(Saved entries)

◆ ◆ ◆ ◆ ◆

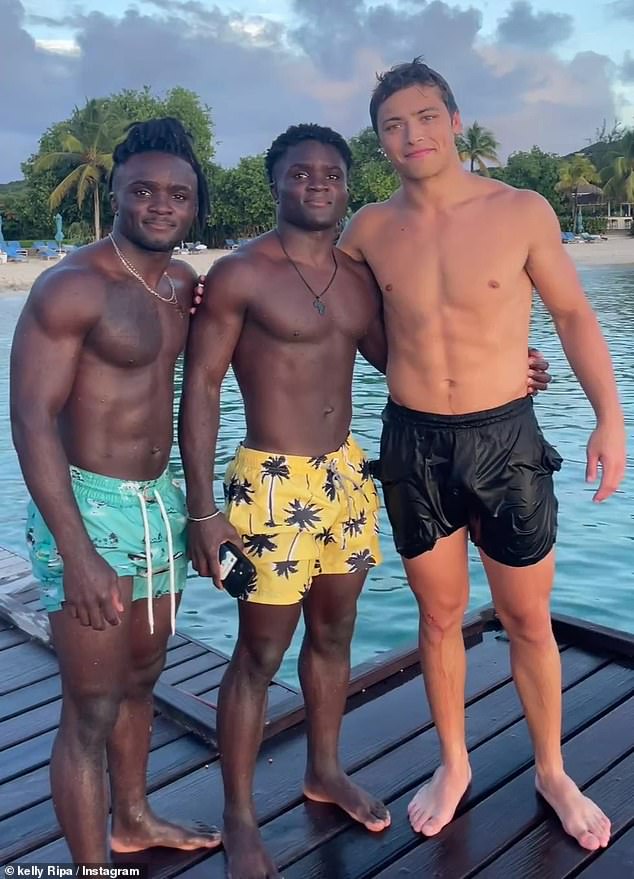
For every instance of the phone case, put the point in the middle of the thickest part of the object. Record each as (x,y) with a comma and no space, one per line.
(237,572)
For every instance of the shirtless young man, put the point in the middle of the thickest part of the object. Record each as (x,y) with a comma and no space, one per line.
(456,256)
(289,313)
(91,409)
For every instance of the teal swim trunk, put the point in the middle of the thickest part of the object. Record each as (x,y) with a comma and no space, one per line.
(128,523)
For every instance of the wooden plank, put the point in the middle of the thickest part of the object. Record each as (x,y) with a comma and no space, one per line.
(484,830)
(32,696)
(616,861)
(491,722)
(201,663)
(29,663)
(546,851)
(165,764)
(592,636)
(380,669)
(9,638)
(280,768)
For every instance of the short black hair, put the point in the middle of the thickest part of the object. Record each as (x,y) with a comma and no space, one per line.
(166,135)
(299,134)
(402,76)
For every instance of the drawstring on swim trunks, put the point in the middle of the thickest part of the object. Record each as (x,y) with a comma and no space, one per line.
(341,480)
(148,559)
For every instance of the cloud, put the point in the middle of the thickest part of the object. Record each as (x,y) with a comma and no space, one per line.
(534,30)
(260,76)
(622,8)
(627,68)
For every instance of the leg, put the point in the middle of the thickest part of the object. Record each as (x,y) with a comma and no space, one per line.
(522,600)
(93,668)
(264,635)
(440,584)
(134,826)
(330,610)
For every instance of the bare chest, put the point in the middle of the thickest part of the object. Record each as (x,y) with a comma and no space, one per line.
(137,330)
(290,311)
(469,264)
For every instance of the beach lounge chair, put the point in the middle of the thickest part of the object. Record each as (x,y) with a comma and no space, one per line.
(15,252)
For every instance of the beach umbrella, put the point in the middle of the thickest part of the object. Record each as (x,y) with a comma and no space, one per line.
(579,222)
(59,234)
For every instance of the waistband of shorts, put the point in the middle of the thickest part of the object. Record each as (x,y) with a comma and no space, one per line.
(255,458)
(513,409)
(117,491)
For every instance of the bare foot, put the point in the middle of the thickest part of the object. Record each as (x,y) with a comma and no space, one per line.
(436,802)
(148,831)
(580,817)
(247,858)
(341,791)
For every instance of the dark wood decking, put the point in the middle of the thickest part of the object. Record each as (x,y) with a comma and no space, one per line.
(502,830)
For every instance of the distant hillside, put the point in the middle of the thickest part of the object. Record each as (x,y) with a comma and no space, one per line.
(598,152)
(12,188)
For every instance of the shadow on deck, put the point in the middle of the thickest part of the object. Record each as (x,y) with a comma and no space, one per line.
(502,831)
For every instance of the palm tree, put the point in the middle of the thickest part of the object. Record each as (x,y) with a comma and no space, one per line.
(478,145)
(87,151)
(573,174)
(618,176)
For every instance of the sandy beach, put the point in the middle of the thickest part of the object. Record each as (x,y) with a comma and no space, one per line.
(616,251)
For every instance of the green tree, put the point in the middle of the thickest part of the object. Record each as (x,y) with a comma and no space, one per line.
(242,202)
(372,178)
(618,176)
(86,156)
(478,145)
(574,173)
(534,169)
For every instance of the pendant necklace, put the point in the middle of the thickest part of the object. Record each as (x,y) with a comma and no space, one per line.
(318,305)
(172,300)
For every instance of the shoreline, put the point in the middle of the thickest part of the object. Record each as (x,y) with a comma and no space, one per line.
(17,278)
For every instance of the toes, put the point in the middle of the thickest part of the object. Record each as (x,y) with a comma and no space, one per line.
(431,827)
(588,841)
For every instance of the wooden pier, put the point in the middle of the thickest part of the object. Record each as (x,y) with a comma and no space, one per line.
(502,831)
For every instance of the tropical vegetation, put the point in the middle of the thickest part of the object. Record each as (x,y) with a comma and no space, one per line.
(70,169)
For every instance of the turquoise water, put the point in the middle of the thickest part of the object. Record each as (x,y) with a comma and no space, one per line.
(595,570)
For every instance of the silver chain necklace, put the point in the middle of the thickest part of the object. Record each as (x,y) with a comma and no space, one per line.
(173,299)
(318,305)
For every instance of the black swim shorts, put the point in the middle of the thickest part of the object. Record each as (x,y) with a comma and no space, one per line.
(491,471)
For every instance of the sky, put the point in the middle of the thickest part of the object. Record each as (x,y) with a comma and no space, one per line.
(545,73)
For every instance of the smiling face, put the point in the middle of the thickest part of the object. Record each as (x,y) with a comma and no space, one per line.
(418,133)
(310,184)
(155,197)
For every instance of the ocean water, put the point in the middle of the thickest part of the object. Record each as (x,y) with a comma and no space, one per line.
(595,562)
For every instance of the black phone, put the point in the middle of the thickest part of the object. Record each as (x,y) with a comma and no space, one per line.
(237,572)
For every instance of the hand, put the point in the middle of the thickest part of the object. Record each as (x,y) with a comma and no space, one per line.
(205,539)
(538,378)
(607,448)
(91,589)
(198,294)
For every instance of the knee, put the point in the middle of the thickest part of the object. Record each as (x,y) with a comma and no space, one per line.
(258,660)
(90,718)
(331,636)
(531,627)
(436,623)
(144,673)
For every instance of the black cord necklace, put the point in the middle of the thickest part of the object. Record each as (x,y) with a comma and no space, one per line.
(318,305)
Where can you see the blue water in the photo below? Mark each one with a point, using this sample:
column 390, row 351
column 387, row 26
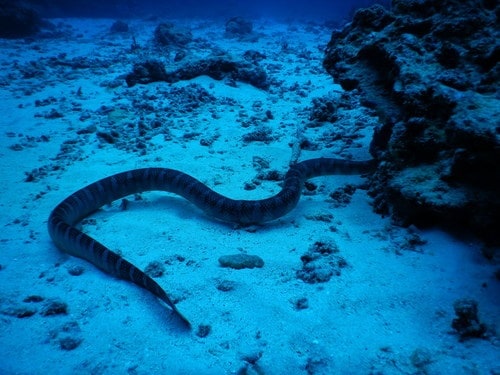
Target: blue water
column 319, row 9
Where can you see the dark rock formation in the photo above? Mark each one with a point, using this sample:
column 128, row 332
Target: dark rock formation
column 430, row 68
column 238, row 26
column 467, row 322
column 17, row 21
column 216, row 68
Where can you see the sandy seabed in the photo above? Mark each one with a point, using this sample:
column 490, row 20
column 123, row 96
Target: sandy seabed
column 387, row 307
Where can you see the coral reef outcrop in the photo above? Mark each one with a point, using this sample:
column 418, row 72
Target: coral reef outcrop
column 431, row 71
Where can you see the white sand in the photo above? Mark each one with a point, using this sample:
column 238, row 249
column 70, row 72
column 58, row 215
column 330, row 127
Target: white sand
column 389, row 312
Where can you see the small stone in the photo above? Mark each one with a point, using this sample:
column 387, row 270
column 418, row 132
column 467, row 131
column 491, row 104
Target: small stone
column 69, row 343
column 225, row 285
column 54, row 308
column 203, row 330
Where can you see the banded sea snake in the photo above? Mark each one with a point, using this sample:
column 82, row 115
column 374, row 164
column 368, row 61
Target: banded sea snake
column 70, row 211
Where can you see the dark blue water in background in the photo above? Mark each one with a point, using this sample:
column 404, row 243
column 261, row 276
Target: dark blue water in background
column 279, row 9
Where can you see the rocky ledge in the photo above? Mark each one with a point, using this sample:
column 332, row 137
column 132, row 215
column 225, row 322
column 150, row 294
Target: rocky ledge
column 430, row 69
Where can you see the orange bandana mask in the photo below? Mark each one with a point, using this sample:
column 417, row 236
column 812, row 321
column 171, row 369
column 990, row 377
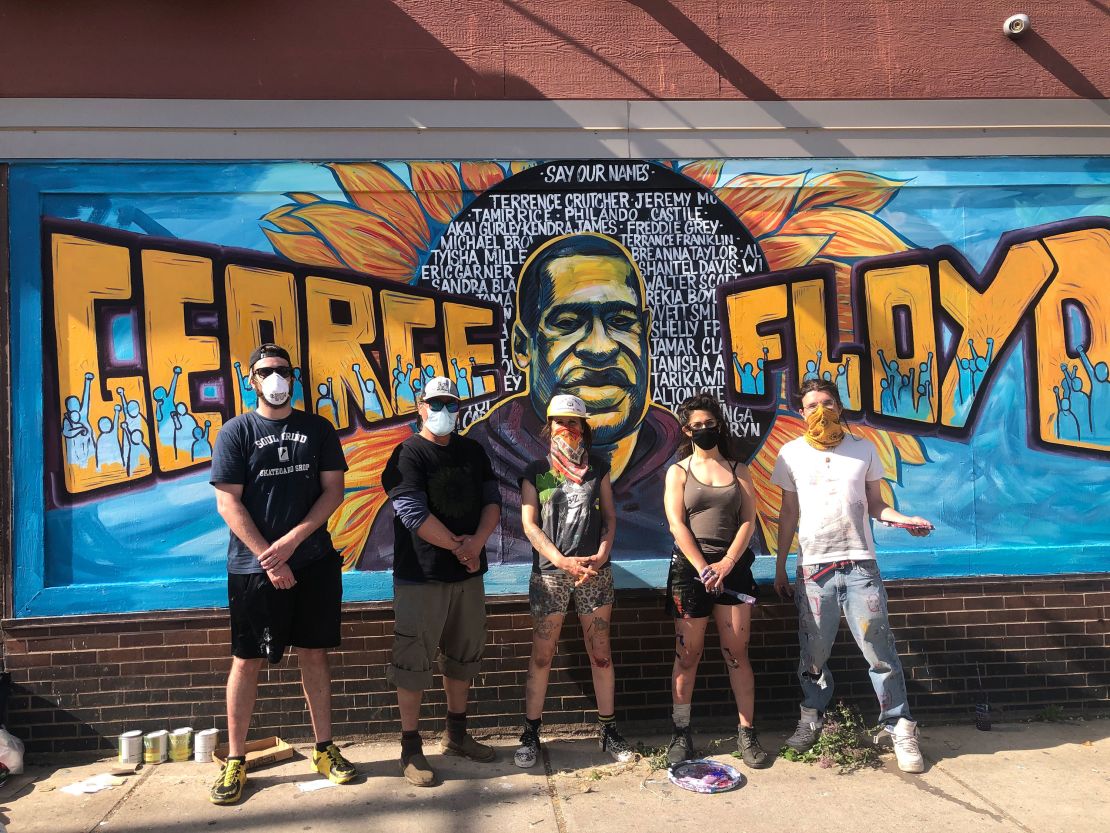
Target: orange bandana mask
column 824, row 430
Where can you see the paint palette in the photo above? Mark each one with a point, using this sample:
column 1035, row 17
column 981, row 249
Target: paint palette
column 705, row 775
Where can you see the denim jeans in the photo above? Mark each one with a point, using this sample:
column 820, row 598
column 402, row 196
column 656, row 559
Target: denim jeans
column 857, row 590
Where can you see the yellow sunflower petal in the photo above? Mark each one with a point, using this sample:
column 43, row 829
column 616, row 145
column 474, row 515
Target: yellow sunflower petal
column 376, row 189
column 849, row 189
column 364, row 241
column 705, row 171
column 789, row 251
column 303, row 248
column 855, row 233
column 439, row 188
column 762, row 201
column 480, row 177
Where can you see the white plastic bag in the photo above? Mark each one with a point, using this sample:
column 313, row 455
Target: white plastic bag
column 11, row 752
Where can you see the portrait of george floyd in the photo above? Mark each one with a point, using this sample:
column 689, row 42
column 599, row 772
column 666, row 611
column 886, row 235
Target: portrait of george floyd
column 582, row 327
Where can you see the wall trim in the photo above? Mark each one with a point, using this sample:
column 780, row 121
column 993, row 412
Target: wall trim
column 218, row 129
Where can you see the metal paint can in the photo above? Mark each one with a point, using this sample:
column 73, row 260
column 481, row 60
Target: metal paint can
column 131, row 748
column 181, row 741
column 204, row 744
column 154, row 746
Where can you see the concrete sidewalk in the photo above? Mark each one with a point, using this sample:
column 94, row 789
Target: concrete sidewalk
column 1038, row 778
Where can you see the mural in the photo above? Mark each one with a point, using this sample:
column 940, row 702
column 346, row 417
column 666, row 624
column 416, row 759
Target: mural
column 961, row 307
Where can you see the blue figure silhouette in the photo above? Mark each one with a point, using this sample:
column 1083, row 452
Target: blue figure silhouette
column 1067, row 425
column 1080, row 402
column 298, row 399
column 77, row 430
column 477, row 383
column 1098, row 377
column 371, row 403
column 250, row 398
column 138, row 453
column 461, row 381
column 325, row 402
column 108, row 443
column 403, row 393
column 201, row 448
column 841, row 382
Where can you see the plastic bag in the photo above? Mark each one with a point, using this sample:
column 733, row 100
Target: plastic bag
column 11, row 752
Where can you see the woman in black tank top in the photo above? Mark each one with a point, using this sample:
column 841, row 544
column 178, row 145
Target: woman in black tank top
column 709, row 502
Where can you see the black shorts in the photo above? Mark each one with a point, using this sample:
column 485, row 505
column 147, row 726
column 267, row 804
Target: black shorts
column 687, row 596
column 265, row 621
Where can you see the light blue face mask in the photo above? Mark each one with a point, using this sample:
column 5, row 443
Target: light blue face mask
column 441, row 422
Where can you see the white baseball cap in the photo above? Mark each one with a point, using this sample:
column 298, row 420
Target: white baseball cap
column 564, row 404
column 440, row 388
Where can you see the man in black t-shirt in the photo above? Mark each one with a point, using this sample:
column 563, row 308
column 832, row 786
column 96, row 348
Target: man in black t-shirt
column 279, row 477
column 446, row 503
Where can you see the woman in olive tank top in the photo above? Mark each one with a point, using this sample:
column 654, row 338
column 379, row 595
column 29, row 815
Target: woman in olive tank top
column 709, row 502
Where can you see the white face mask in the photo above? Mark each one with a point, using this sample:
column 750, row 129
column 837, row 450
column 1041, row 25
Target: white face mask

◆ ◆ ◆ ◆ ◆

**Exercise brief:** Look through the entries above. Copy each line in which the string "below" occurs.

**Output of the task:**
Where can you see the blue water in the photo below? Mark each one with a point, using this sample:
Where can you see the orange bandana mask in the photo below? Mark each one with a point, using this sample:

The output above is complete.